TASK STATEMENT:
For each line below, write it out exactly as it appears.

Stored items
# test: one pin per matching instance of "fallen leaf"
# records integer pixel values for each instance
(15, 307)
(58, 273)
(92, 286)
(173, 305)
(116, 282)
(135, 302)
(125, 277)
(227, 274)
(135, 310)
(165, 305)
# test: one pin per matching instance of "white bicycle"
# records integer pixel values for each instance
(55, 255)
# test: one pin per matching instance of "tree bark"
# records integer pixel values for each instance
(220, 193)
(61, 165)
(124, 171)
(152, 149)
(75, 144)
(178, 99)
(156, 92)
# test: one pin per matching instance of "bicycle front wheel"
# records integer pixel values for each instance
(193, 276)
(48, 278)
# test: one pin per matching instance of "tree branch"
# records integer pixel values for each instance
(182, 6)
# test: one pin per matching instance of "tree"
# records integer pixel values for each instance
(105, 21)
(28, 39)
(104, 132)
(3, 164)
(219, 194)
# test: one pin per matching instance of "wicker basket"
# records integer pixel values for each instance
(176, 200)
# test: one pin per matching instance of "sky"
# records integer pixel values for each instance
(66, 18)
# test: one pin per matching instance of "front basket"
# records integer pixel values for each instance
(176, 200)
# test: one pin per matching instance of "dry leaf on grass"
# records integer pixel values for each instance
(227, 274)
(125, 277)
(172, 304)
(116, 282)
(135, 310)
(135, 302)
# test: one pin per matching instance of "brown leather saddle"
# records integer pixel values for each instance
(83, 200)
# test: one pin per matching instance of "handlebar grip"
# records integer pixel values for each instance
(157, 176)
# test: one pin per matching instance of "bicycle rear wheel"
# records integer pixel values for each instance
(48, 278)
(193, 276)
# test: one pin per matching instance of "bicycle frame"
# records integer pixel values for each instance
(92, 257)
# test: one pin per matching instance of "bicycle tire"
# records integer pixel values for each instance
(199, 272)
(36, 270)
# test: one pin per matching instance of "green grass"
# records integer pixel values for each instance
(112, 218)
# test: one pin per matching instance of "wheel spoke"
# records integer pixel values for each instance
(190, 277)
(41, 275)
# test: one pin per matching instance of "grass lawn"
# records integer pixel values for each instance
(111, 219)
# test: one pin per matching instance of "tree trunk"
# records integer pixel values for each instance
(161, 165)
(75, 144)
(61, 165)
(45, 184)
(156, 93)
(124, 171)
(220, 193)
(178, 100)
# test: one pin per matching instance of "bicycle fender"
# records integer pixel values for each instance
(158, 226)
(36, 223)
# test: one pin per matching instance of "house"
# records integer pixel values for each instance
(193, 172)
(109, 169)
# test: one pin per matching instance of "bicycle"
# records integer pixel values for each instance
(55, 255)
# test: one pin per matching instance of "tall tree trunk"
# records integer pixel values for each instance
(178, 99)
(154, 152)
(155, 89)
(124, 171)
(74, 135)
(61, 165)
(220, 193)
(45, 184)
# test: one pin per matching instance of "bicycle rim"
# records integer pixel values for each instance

ANSWER TO THIS TASK:
# test: one pin per matching instance of "fallen leaf"
# records integer pixel values for each instance
(15, 307)
(58, 273)
(92, 286)
(173, 305)
(116, 282)
(135, 302)
(125, 277)
(227, 274)
(135, 310)
(165, 305)
# test: one pin per matching instance of "white bicycle"
# records integer pixel values for each instance
(55, 255)
# test: one pin per matching instance of "tree bark"
# records integer pixel values for each instance
(220, 193)
(61, 165)
(124, 171)
(152, 149)
(75, 144)
(178, 99)
(156, 92)
# test: one pin per matching instance of "bicycle front wheel"
# records integer pixel values for each instance
(193, 276)
(48, 278)
# test: one pin per matching instance of "tree branch"
# records integer pixel values for each instance
(182, 6)
# test: one pin per matching instance of "tree"
# records integer pixel values for each instance
(105, 21)
(28, 39)
(104, 132)
(3, 164)
(219, 194)
# test: one pin per matching instance of "wicker basket"
# records integer pixel values for each instance
(176, 200)
# test: one pin per matching instance of "sky"
# records integer pixel values for each instance
(66, 18)
# test: one pin per matching instance of "front basket"
# records integer pixel values for each instance
(176, 200)
# test: one pin per matching instance of "dry leaf on grass"
# records integer pixel values for each instance
(227, 274)
(125, 277)
(172, 304)
(116, 282)
(135, 310)
(135, 302)
# test: one pin per matching instance of "brown leather saddle"
# records integer pixel values for each instance
(83, 200)
# test: one pin per matching instance of "handlebar grip"
# records integer pixel values for each instance
(157, 176)
# test: one pin per matching instance of "bicycle rear wheel"
# records integer pixel values for each instance
(48, 278)
(193, 276)
# test: one pin per matching instance of "bicycle frame"
# records integer pixel values for each instance
(92, 257)
# test: one pin per matching instance of "bicycle tire"
# records integer pixel values for each instance
(199, 272)
(36, 270)
# test: one pin per matching instance of "green grass"
# records integer pixel values for each instance
(112, 218)
# test: one pin per matching instance of "wheel spoke"
# records integer pixel values for each instance
(190, 277)
(41, 275)
# test: one pin per matching instance of "grass lawn"
# records integer pixel values for each instance
(111, 219)
# test: one pin per matching instance of "tree trunk"
# records integer pixel values for each instance
(161, 165)
(75, 144)
(61, 165)
(45, 184)
(156, 93)
(124, 171)
(220, 193)
(178, 100)
# test: one pin per matching instance of "bicycle fender"
# records integer pixel values for each instance
(158, 226)
(36, 223)
# test: one pin per matching instance of "house"
# records integer pixel values for each instance
(193, 172)
(109, 169)
# test: one pin per matching instance of "bicycle"
# records integer pixel values for each instance
(55, 255)
# test: one pin per matching instance of "tall tree trunk"
# records integer pixel values for each instance
(178, 99)
(154, 152)
(155, 89)
(124, 171)
(74, 135)
(61, 165)
(220, 193)
(45, 184)
# test: one pin per matching instance of "bicycle rim"
# records integer pixel values for each instance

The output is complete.